### [Activity]
A picture-free, exact transcript of the entries below is required.

━━━

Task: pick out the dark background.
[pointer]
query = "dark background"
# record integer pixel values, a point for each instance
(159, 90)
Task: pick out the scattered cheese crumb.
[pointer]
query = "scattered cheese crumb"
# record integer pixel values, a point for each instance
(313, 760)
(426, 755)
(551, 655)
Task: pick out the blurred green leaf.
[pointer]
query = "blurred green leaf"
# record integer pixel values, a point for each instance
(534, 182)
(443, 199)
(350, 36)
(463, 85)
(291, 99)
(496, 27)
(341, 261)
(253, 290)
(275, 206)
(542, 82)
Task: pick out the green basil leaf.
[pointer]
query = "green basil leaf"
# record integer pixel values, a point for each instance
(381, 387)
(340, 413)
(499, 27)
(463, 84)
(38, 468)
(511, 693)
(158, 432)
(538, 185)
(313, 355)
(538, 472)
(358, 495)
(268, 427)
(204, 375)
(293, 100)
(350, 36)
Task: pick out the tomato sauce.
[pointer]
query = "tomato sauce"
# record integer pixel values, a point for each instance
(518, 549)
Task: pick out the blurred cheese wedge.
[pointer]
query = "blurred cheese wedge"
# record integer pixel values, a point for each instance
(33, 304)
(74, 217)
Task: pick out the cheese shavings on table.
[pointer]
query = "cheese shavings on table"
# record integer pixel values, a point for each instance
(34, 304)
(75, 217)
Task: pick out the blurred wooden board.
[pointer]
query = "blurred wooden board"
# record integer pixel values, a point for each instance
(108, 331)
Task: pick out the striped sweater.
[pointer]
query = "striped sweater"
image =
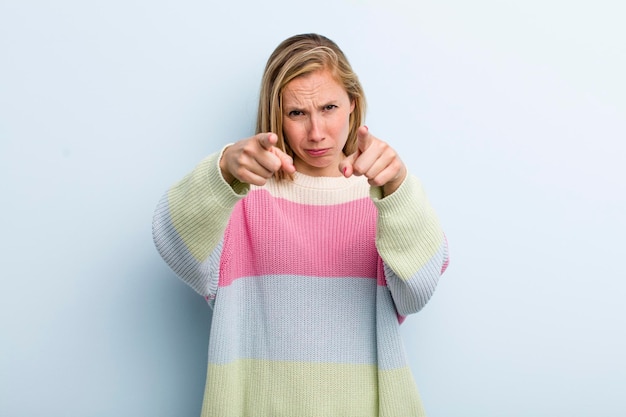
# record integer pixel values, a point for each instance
(309, 281)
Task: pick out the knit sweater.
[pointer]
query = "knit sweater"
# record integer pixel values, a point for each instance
(309, 281)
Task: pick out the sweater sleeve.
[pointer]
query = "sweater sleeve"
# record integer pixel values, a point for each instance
(189, 223)
(412, 245)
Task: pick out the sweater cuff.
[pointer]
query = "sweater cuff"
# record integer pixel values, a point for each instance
(397, 202)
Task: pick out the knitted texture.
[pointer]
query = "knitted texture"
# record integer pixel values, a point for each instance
(309, 280)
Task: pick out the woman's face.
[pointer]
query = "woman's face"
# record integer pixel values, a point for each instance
(316, 121)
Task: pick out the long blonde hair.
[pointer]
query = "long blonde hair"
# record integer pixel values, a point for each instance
(297, 56)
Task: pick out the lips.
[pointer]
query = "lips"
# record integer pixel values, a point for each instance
(317, 152)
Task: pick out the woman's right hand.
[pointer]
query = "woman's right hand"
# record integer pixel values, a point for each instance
(254, 160)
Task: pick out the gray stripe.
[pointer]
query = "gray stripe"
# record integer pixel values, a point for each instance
(201, 276)
(296, 318)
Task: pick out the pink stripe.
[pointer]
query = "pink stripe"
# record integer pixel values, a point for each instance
(268, 236)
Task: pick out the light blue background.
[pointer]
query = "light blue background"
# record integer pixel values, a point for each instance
(513, 113)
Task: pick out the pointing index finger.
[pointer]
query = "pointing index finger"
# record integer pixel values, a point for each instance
(267, 140)
(364, 138)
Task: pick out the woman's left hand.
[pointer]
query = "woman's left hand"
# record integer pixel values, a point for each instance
(375, 159)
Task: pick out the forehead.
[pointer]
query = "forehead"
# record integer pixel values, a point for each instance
(317, 85)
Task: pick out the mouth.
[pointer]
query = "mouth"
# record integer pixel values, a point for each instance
(317, 152)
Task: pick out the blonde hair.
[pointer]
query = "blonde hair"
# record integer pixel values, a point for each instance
(297, 56)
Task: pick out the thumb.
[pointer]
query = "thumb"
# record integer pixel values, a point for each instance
(286, 162)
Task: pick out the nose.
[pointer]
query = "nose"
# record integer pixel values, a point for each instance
(316, 131)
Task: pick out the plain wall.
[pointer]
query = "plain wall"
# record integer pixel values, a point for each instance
(512, 113)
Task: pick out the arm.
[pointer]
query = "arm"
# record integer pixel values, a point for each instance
(411, 243)
(190, 220)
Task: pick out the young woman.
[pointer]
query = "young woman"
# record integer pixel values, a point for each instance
(311, 242)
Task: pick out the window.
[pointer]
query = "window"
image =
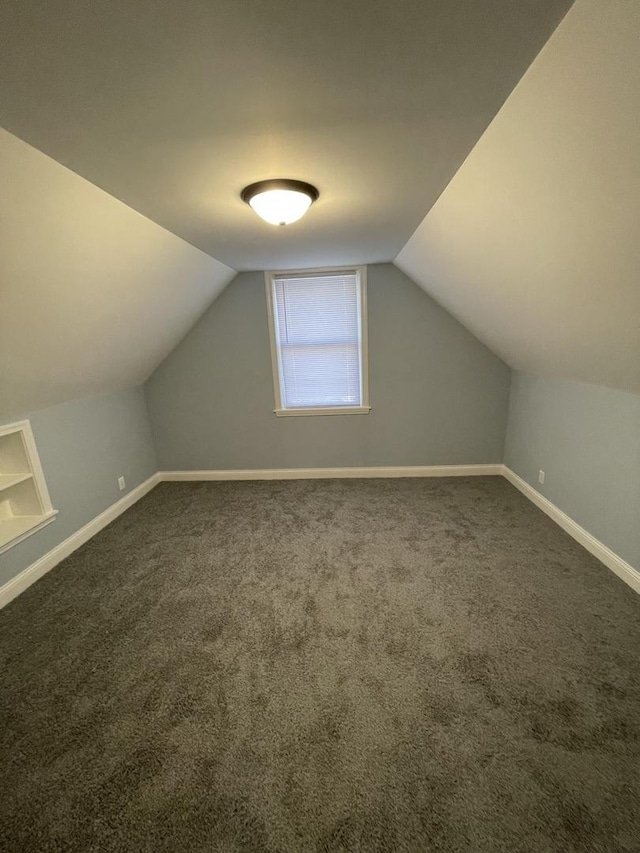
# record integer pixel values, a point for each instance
(317, 323)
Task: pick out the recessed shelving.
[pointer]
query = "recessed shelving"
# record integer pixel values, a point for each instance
(25, 505)
(8, 480)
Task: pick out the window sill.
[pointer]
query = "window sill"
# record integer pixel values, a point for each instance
(323, 410)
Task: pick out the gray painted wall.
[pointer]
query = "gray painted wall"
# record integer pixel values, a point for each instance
(84, 447)
(586, 438)
(438, 396)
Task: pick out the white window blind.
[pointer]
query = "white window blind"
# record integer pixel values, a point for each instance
(318, 337)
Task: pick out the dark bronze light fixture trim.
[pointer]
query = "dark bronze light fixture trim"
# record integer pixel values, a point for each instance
(279, 184)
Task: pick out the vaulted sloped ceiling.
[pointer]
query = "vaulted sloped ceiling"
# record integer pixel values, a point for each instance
(535, 243)
(92, 295)
(174, 106)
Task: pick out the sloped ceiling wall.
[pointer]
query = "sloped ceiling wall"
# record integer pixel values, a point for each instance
(92, 295)
(535, 243)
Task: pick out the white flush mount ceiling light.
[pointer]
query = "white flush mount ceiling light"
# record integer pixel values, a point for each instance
(280, 201)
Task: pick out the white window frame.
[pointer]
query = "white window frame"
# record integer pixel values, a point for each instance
(280, 410)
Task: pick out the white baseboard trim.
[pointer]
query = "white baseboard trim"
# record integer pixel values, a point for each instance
(611, 560)
(48, 561)
(333, 473)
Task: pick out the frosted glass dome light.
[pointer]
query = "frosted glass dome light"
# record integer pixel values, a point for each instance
(280, 201)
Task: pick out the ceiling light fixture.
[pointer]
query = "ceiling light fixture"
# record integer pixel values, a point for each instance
(280, 201)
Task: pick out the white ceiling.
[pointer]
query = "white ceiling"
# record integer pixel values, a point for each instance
(92, 295)
(173, 107)
(535, 244)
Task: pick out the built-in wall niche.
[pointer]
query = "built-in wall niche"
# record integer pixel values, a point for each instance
(25, 505)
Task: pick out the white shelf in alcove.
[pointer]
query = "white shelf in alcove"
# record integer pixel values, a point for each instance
(8, 480)
(15, 529)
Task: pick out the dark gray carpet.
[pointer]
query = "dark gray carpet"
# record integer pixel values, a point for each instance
(377, 665)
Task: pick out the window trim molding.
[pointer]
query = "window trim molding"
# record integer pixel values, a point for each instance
(280, 411)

━━━

### [Task answer]
Task: pick out the dark background.
[pointer]
query = "dark background"
# record integer pixel values, a point for each instance
(159, 90)
Task: pick out the scattered cheese crumb.
[pointer]
query = "scattered cheese crumb"
# record integer pixel values, a point for each instance
(313, 760)
(426, 755)
(551, 655)
Task: pick out the blurred green leaf.
[pointer]
query = "blurred green leaf"
# record integer pixel values, a point for each instance
(534, 182)
(443, 199)
(350, 36)
(463, 85)
(291, 99)
(496, 27)
(341, 261)
(253, 290)
(275, 206)
(542, 82)
Task: pick out the green basil leaf.
[pointer]
query = "green basil leaf"
# record integer pixel values, a point for each instance
(381, 387)
(340, 413)
(499, 27)
(463, 84)
(38, 468)
(511, 693)
(158, 432)
(538, 185)
(313, 355)
(538, 472)
(358, 495)
(268, 427)
(204, 375)
(293, 100)
(350, 36)
Task: pick out the tomato sauce.
[pointer]
query = "tomato sauce"
# record integer pixel values, a point for each instance
(518, 549)
Task: pick out the blurred cheese wedge.
[pointer]
query = "blurred cheese wedge"
# record integer pixel values, a point for each instance
(33, 304)
(74, 217)
Task: pick out the cheese shavings on table.
[pointer]
query = "cheese shavings on table"
# record integer pixel values, a point for each instance
(34, 304)
(75, 217)
Task: pick out the blurred wooden board.
[pointer]
query = "blurred wooden board"
# record integer pixel values, a point for each instance
(108, 331)
Task: pick out the striped sweater.
[pointer]
query = "striped sweater"
image =
# record integer pixel values, a point for each instance
(309, 281)
Task: pick out the knit sweater.
[pointer]
query = "knit sweater"
# record integer pixel values, a point for each instance
(309, 281)
Task: pick out the sweater sleeve.
[pointer]
query = "sweater sleeve"
# record integer pixel values, a point for each instance
(189, 223)
(412, 245)
Task: pick out the sweater cuff.
[pointer]
query = "sweater cuff"
# record integer pixel values, a point for each instance
(397, 202)
Task: pick out the knitted texture.
[pointer]
query = "knitted texture"
# record integer pixel values, a point for each instance
(309, 280)
Task: pick out the woman's face.
[pointer]
query = "woman's face"
# record integer pixel values, a point for each instance
(316, 121)
Task: pick out the long blonde hair.
[pointer]
query = "long blonde hair"
# record integer pixel values, a point for each instance
(297, 56)
Task: pick out the lips.
[pointer]
query = "lips"
# record integer pixel values, a point for each instance
(317, 152)
Task: pick out the woman's right hand.
[pointer]
query = "woman's right hand"
# record integer pixel values, a point for each instance
(254, 160)
Task: pick out the gray stripe.
[pointer]
query = "gray stripe"
# record integer pixel values, a point for each instance
(201, 276)
(296, 318)
Task: pick out the pink stripe.
[pointer]
query = "pink stripe"
# record integer pixel values, a point for each instance
(268, 236)
Task: pick out the light blue background.
[pointer]
query = "light blue background"
# record integer pixel values, a point for each instance
(513, 113)
Task: pick out the pointing index finger.
[pointer]
query = "pointing index finger"
# record integer pixel values, a point for each instance
(267, 140)
(364, 138)
Task: pick out the woman's left hand.
[pointer]
query = "woman's left hand"
# record integer pixel values, a point for each instance
(375, 159)
Task: pick out the forehead.
[pointer]
query = "forehead"
# record integer pixel values, a point for each instance
(317, 85)
Task: pick out the mouth.
[pointer]
query = "mouth"
# record integer pixel values, a point for each instance
(317, 152)
Task: pick out the blonde hair.
[pointer]
query = "blonde hair"
# record integer pixel values, a point for each instance
(297, 56)
Task: pick out the thumb.
[pointer]
query = "thumb"
# record integer pixel values, a point for each instance
(286, 162)
Task: pick out the nose.
[pointer]
query = "nose"
# record integer pixel values, a point for each instance
(316, 131)
Task: pick out the plain wall.
[pointer]
query = "plain wall"
# record integer pixel values, a point for each instance
(512, 113)
Task: pick out the arm.
[pointer]
query = "arm"
# record integer pixel values, a point for each instance
(411, 243)
(190, 220)
Task: pick out the young woman.
[pointer]
query = "young woman"
# record integer pixel values, a point for each instance
(311, 242)
Task: pick out the window.
[pointer]
query = "window"
image =
# record integer pixel values, a point for each instance
(317, 323)
Task: pick out the recessed shelving.
[pointer]
query = "recessed shelving"
# record integer pixel values, a point for each instance
(25, 505)
(8, 480)
Task: pick out the window sill.
[pointer]
query = "window sill"
# record integer pixel values, a point for each instance
(323, 410)
Task: pick out the gray painted wall.
[pointer]
query = "gray painted wall"
# record integer pixel values, a point for each instance
(84, 447)
(586, 438)
(438, 396)
Task: pick out the white window blind.
[pointer]
query = "white window blind"
# record integer pixel values, a point for each instance
(318, 337)
Task: pick out the dark bronze light fixture trim.
[pointer]
query = "dark bronze light fixture trim"
# record integer pixel values, a point for each instance
(279, 184)
Task: pick out the vaulted sloped ceiling.
[pointer]
query = "vaulted sloped ceiling"
# record integer pixel values, a point for each instance
(535, 243)
(92, 295)
(174, 106)
Task: pick out the sloped ceiling wall.
[pointer]
query = "sloped ceiling wall"
# record integer pixel values, a point for each instance
(92, 295)
(535, 243)
Task: pick out the white flush mount ceiling light.
[pointer]
query = "white flush mount ceiling light"
# record integer pixel values, a point for each instance
(280, 201)
Task: pick out the white window frame.
[pointer]
query = "white window frame"
# record integer pixel values, a point for each instance
(280, 410)
Task: pick out the white baseboard trim.
[pointer]
query = "white baseboard trim"
# record integer pixel values, a point for each instance
(611, 560)
(48, 561)
(333, 473)
Task: pick out the frosted glass dome light.
[pointer]
query = "frosted glass dome light"
# record integer pixel values, a point for each instance
(280, 201)
Task: pick out the ceiling light fixture.
[pointer]
query = "ceiling light fixture"
# record integer pixel values, a point for each instance
(280, 201)
Task: pick out the white ceiling.
[pointer]
query = "white ceiling"
# record integer pixel values, a point for each instance
(92, 295)
(173, 107)
(535, 244)
Task: pick out the built-in wall niche.
[pointer]
query = "built-in wall niche"
# record integer pixel values, a point for each instance
(25, 505)
Task: pick out the white shelf in alcove.
[pointer]
query = "white shelf in alcove"
# record integer pixel values, a point for each instance
(8, 480)
(15, 529)
Task: pick out the dark gray carpet.
[pointer]
query = "dark gray carpet"
# record integer pixel values, a point for each instance
(377, 665)
Task: pick out the window trim molding.
[pointer]
query = "window trim molding"
# record integer pixel values, a point for each instance
(280, 411)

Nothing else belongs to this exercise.